INPUT MATERIAL
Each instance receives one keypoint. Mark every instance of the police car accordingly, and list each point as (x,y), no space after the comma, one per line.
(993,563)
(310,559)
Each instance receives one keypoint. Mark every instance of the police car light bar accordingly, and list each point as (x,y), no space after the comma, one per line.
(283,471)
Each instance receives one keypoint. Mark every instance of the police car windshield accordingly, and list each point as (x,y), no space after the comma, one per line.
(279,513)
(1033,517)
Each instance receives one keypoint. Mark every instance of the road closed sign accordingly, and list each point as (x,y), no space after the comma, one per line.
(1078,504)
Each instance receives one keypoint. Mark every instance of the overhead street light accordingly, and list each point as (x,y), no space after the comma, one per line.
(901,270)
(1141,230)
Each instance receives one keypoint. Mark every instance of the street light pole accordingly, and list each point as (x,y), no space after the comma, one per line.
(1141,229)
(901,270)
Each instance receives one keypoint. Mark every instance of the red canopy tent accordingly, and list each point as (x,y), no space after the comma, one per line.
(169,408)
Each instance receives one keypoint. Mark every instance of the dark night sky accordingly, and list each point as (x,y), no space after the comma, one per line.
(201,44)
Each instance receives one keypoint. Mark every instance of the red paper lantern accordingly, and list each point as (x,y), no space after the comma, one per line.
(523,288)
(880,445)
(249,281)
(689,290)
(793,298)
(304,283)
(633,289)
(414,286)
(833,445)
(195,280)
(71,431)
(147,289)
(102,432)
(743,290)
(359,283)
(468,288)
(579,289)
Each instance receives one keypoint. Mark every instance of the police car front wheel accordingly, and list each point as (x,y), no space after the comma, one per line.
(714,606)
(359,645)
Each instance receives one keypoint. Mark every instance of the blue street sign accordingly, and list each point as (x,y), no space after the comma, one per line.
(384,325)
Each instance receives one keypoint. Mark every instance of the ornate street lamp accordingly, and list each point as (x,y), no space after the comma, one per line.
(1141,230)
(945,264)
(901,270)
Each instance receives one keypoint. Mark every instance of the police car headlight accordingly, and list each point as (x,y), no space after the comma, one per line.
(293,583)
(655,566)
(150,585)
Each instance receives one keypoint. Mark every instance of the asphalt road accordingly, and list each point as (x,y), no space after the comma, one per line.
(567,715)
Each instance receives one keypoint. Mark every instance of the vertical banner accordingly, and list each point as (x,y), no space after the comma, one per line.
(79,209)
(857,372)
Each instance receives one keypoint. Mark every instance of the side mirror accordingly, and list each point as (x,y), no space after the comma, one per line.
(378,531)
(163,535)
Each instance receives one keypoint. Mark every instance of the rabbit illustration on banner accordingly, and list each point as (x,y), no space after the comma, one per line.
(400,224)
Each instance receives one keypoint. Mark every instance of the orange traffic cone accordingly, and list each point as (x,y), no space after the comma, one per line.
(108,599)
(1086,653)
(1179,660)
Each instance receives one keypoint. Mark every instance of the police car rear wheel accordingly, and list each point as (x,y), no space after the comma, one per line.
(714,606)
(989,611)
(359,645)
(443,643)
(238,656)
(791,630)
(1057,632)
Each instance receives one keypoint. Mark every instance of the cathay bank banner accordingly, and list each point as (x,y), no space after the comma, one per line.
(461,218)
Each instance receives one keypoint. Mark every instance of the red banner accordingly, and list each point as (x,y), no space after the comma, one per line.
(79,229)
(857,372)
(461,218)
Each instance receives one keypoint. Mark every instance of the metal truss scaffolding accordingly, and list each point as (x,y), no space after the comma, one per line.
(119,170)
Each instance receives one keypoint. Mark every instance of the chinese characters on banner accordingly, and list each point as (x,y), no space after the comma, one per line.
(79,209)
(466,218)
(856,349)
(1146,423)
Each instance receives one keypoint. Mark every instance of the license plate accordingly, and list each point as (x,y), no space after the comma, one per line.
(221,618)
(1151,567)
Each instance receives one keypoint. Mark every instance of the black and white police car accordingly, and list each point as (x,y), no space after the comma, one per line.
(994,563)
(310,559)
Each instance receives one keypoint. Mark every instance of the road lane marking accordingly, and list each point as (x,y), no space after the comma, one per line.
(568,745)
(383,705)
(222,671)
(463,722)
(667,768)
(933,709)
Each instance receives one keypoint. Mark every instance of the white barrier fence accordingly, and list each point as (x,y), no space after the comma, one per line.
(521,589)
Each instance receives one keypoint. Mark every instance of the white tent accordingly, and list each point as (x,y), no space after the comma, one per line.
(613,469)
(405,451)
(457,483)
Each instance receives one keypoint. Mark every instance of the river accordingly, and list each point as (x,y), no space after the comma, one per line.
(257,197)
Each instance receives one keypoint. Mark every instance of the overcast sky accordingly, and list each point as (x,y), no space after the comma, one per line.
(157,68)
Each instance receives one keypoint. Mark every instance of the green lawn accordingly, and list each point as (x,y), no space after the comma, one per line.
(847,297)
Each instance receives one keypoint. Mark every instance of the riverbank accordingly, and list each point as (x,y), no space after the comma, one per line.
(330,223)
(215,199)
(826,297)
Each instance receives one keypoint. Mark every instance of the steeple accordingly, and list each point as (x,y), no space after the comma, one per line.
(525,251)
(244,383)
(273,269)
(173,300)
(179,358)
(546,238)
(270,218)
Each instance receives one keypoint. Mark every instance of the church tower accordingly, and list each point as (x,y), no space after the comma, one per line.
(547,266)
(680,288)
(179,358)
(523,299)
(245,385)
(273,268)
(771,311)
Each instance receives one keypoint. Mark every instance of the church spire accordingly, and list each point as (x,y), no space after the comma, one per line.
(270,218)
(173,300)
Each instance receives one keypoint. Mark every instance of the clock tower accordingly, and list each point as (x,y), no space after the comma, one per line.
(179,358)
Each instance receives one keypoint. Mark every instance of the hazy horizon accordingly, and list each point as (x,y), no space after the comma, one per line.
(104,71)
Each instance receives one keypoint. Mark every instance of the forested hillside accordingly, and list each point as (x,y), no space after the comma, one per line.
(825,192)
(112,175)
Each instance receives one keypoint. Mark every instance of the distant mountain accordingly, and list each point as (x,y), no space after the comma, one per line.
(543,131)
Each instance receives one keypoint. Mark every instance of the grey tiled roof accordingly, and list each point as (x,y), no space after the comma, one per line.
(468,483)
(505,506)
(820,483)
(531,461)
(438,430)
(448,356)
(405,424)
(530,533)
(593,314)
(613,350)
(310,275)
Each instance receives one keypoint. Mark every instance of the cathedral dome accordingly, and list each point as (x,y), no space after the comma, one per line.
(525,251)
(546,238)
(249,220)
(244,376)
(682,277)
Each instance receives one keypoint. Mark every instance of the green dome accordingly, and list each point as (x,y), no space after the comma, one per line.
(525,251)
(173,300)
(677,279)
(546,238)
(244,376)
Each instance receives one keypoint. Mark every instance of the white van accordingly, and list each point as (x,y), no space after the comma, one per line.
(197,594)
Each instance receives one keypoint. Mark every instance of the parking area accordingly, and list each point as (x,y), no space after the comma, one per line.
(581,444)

WORK REQUIRED
Restate the whole set of entries exactly.

ANSWER
Each instance receives one keypoint. Mark every instance of the police car accordingly, and list each point as (x,y), no space after the comma, one per line.
(993,563)
(310,559)
Each instance receives one keypoint. Mark every instance of the police car light bar accordingly, and list each point as (x,y), no space after the comma, one per line.
(283,471)
Each instance receives one keypoint. Mark every instance of the police car windshield accordingly, and list each point as (x,y), no space after the comma, one per line.
(279,513)
(1033,517)
Each instance receives one keypoint. Mark every instance of the road closed sign accordingly, and list each point as (x,y), no space after the comma, one per line.
(1078,504)
Each instance receives one keypoint. Mark every instance of the overhead street light accordingly, and list each point as (x,y), no space after the comma, one per line.
(901,270)
(1141,230)
Each instance receives one keypoint. Mark every instance of the street light pole accordingly, and list each point as (x,y), no space after the comma, one per line.
(1141,229)
(901,270)
Each instance receives one keypoint. Mark every instance of the red canopy tent accordingly, and list each point as (x,y), no space after the comma, one per line.
(169,408)
Each instance receives one keypoint. Mark every instance of the dark night sky accordingly, and list each point as (x,y), no space after the comma, one per line.
(201,44)
Each instance receives one keypoint. Mark every instance of the red paper lantern accordingly, and list each point as (x,y), no space after the comma, one per line.
(523,288)
(880,445)
(249,281)
(689,290)
(793,298)
(304,283)
(633,289)
(414,286)
(833,445)
(195,280)
(71,431)
(147,289)
(102,432)
(743,290)
(359,283)
(468,288)
(579,289)
Each instance receives one keypoint. Mark every instance of the police car front wheel accordingly, and list each point as (x,y), no space after the comma, one per line.
(714,606)
(359,645)
Each instance receives one keypoint. Mark every instance of the blue street sign accordingly, and list each point as (x,y), no space after the comma, one per line.
(384,325)
Each instance receives one keypoint. Mark every instance of the ornate street lamp accordingly, and list each point as (x,y), no space after the comma, one per line.
(1141,230)
(945,264)
(901,270)
Each instance receives one keypoint. Mark every instance of the police car headlight accordingly, and list each point as (x,y), no space after the comma, one per line.
(293,583)
(655,566)
(150,585)
Each instance receives one keypoint. Mark every instance of the asphalt road accordingly, and list each point as (x,y), no space after the comma, one per line.
(567,715)
Each instance receives one keypoint. Mark every instance of the vertical banner accordingly, and list each point as (x,y), no space after the comma, one per line.
(79,209)
(857,372)
Each instance receives one keypoint. Mark every instance of the side mirror accordingly, and list each point as (x,y), no space after the comma, one per line.
(378,531)
(163,535)
Each instance receives one keypoint. Mark every instance of the rabbit illustration on banner accordingly, and list each point as (x,y), no space after the comma, one per line.
(400,224)
Each instance receives one keypoint. Mark every instance of the orange traffic cone accordingly, and list each point as (x,y), no space after the comma, one per line.
(108,599)
(1086,653)
(1179,660)
Each instance receives one keypoint. Mark every instance of the police car rear wheel accordingly, and list each point as (x,y), no space after the comma, one per line.
(714,606)
(989,611)
(359,645)
(443,643)
(238,656)
(791,630)
(1057,632)
Each instance receives one keypoint. Mark every instance of the cathay bank banner accordingly, and list each point as (x,y), no space after the comma, one per line.
(461,218)
Each instance receives one keypoint. Mark every instance of the red banner accordingly, and list each point as (x,y), no space after the comma, one per line.
(79,229)
(857,372)
(461,218)
Each instance receives one keypoint. Mark every instance of the metal truss scaffolding accordingly, and list each point as (x,y), no space after the comma, one per line.
(119,170)
Each instance receives one keypoint. Mark every instance of the chinese characters on banner accordingly, and list each point as (x,y), no space after the comma, one per line.
(79,209)
(466,218)
(856,349)
(1146,423)
Each instance receives one keypoint. Mark every instance of the license plate accordingly, and list each point as (x,y), no space after the comma, one per line.
(221,618)
(1151,567)
Each instance receives one keypoint. Mark every instance of the black and white police car accordingly, and list each point as (x,y), no space after the comma, one per line.
(994,563)
(310,559)
Each instance receives one keypoint. Mark every instance of the road lane marking accordingly, and list each point as (x,y), no space after the comma, one per line.
(568,745)
(383,705)
(222,671)
(463,722)
(667,768)
(933,709)
Each instance receives one keypoint. Mark every instance of the white barrier fence accordingly, and list each point as (x,y), no space after the comma, one per line.
(521,589)
Each instance receives one keypoint. Mark every instance of the white tent accordingly, and list each point as (x,y), no space after the comma, one per line.
(613,469)
(405,451)
(457,483)
Each instance receives one keypoint. Mark every instance of the river accordingly, and list each point as (x,y), no space after the comma, one per line.
(257,197)
Each instance receives one keypoint. Mark every instance of the overcast sky accordingly, and list each point as (x,y), no space after the comma, one per line.
(157,68)
Each instance receives one keypoint. Mark every instance of the green lawn accordingly, and list each point as (x,y), no space after the comma, one per line.
(847,297)
Each instance receives one keypoint. Mark every instance of the riverbank accordingly, and list each point as (x,y), no space after the comma, one per line.
(330,223)
(215,199)
(826,297)
Each instance receives one keypoint. Mark every instance of the steeple accordingly, and list each point as (x,y), no space after the comma, one per line.
(525,251)
(244,383)
(273,269)
(173,300)
(179,358)
(546,238)
(270,218)
Each instance receives one keypoint. Mark every instance of the church tower accordingly, and list each point as (x,y), no space after the comma, one per line.
(547,266)
(680,288)
(179,358)
(523,299)
(245,385)
(273,268)
(771,311)
Each instance receives one keypoint. Mark every instance of the church spire accordingly, and list each point as (x,y), no space after the comma, one per line.
(270,218)
(173,300)
Each instance receives one keypoint. Mark every instance of the clock tower accordingly, and list each point as (x,y), no space after the comma, one per line.
(179,358)
Each instance receives one keypoint. Mark every instance of the hazy horizon accordingly, and list each point as (x,y), no space after the comma, one per line.
(104,71)
Each instance receives one keypoint. Mark every instance of the forested hillside accordingly, and list each point as (x,y), no space after the comma, one per line.
(825,192)
(112,175)
Each instance receives one keypoint. Mark every instance of the distant mountain accordingly, and list each point as (x,y), no space after the comma, one per line.
(543,131)
Each instance receives one keypoint. Mark every instance of the grey tiled roof accordingly, and list each point as (x,y), no space after the comma, one per line.
(468,483)
(505,506)
(820,483)
(531,461)
(438,430)
(448,356)
(405,424)
(530,533)
(593,314)
(613,350)
(310,275)
Each instance receives one keypoint. Mark every instance of the cathedral dome accordingly, and list each point as (x,y), no space after the comma, one per line.
(525,251)
(546,238)
(249,220)
(244,376)
(682,277)
Each instance receives one keypoint. Mark every instance of the green dome accordingly, and list each point as (x,y), no space after the comma, one per line.
(525,251)
(173,300)
(677,279)
(546,238)
(244,376)
Each instance receives one keypoint. Mark every instance of the white van accordingly, and list each point as (x,y), no space after the comma, one per line.
(197,594)
Each instance receives one keypoint. Mark every instance of the parking area accordingly, and list each point as (x,y), no space after the comma, one per line.
(581,444)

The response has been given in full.